• [Kutipan Dokumen]:
==================================================
Tarikh

Masa-Masa Islam Awal (1): Ketegangan Antara Agama dan Politik

3 Mins read

Pengaruh filsafat Yunani yang kuat terhadap pemikiran Islam datang segera setelah diperkenalkan dan disebarkan naskah-naskah filsafat pada abad ke-IX. Sebelum masa itu, umat Islam dihadapkan pada masah politik dan militer yang cukup pelik tidak kunjung usai. Selain syair, yang sering dipakai untuk tujuan politik, minat mereka terhadap kebudayaan sedikit dibatasi. Tetapi hubungan timbal balik yang erat antara politik Islam dan agama sebagai tatanan hukum telah menamamkan bibit pertentangan religius-politis.
==================================================
Serangkaian entri
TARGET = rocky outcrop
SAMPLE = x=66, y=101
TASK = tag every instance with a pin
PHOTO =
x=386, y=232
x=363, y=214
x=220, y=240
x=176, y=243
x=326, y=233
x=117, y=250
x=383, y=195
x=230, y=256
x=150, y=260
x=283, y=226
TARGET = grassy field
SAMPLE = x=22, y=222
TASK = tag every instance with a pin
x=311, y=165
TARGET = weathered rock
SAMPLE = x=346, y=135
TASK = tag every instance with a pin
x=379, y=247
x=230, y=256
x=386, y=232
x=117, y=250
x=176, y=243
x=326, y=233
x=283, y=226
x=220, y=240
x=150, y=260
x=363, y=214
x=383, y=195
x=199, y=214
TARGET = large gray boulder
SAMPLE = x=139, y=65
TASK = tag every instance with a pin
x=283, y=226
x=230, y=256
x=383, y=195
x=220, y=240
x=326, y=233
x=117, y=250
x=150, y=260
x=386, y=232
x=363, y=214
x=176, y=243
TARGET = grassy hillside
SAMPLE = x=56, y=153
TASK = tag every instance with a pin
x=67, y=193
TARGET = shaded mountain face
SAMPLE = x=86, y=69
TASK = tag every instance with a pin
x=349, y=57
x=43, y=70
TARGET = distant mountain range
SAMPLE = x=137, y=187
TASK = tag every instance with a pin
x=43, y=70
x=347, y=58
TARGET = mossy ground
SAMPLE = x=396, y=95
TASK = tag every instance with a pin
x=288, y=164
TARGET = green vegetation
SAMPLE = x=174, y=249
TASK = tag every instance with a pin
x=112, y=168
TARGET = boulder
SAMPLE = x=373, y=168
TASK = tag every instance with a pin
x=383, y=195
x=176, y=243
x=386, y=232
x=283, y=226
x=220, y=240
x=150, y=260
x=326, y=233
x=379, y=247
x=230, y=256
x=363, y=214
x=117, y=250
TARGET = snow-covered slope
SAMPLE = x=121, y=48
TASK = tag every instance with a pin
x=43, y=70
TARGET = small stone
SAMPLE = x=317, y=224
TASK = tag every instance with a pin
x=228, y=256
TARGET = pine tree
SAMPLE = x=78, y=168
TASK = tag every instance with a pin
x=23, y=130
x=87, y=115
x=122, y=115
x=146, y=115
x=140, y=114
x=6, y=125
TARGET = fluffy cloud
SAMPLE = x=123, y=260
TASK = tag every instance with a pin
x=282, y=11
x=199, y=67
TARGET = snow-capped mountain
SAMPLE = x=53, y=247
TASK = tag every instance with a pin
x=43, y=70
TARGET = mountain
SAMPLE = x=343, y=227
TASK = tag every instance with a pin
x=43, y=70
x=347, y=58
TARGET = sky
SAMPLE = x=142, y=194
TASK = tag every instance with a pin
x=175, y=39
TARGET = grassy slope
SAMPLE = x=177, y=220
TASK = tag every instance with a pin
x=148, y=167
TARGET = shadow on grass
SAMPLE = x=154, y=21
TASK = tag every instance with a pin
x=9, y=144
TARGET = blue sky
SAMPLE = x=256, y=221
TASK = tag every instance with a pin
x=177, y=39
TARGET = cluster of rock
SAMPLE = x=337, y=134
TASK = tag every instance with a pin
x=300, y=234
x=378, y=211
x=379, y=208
==================================================
• [Langkah yang Diperlukan]:
**a.** Ringkaslah kutipan tentang masa-masa Islam awal itu dalam dua kalimat.
**b.** Tulis ulang entri mulai dari baris yang memuat "TARGET = pine tree" sampai dengan baris yang memuat "x=148, y=167", termasuk kedua baris tersebut, lalu geser setiap koordinat jawaban dengan menambahkan 133 pada tiap angkanya. Sertakan baris permintaan apa adanya dan tampilkan hanya baris-baris itu.

• [Daftar Jawaban]:
**a.** Pengaruh kuat filsafat Yunani terhadap pemikiran Islam datang segera setelah naskah-naskah filsafat diperkenalkan dan disebarkan pada abad ke-IX, sedangkan sebelumnya umat Islam menghadapi masalah politik dan militer yang pelik sehingga minat mereka terhadap kebudayaan, selain syair, sedikit dibatasi. Namun, hubungan timbal balik yang erat antara politik Islam dan agama sebagai tatanan hukum telah menanamkan bibit pertentangan religius-politis.

**b.**
TARGET = pine tree
SAMPLE = x=78, y=168
TASK = tag every instance with a pin
x=156, y=263
x=220, y=248
x=255, y=248
x=279, y=248
x=273, y=247
x=139, y=258
TARGET = fluffy cloud
SAMPLE = x=123, y=260
TASK = tag every instance with a pin
x=415, y=144
x=332, y=200
TARGET = snow-capped mountain
SAMPLE = x=53, y=247
TASK = tag every instance with a pin
x=176, y=203
TARGET = mountain
SAMPLE = x=343, y=227
TASK = tag every instance with a pin
x=176, y=203
x=480, y=191
TARGET = sky
SAMPLE = x=142, y=194
TASK = tag every instance with a pin
x=308, y=172
TARGET = grassy slope
SAMPLE = x=177, y=220
TASK = tag every instance with a pin
x=281, y=300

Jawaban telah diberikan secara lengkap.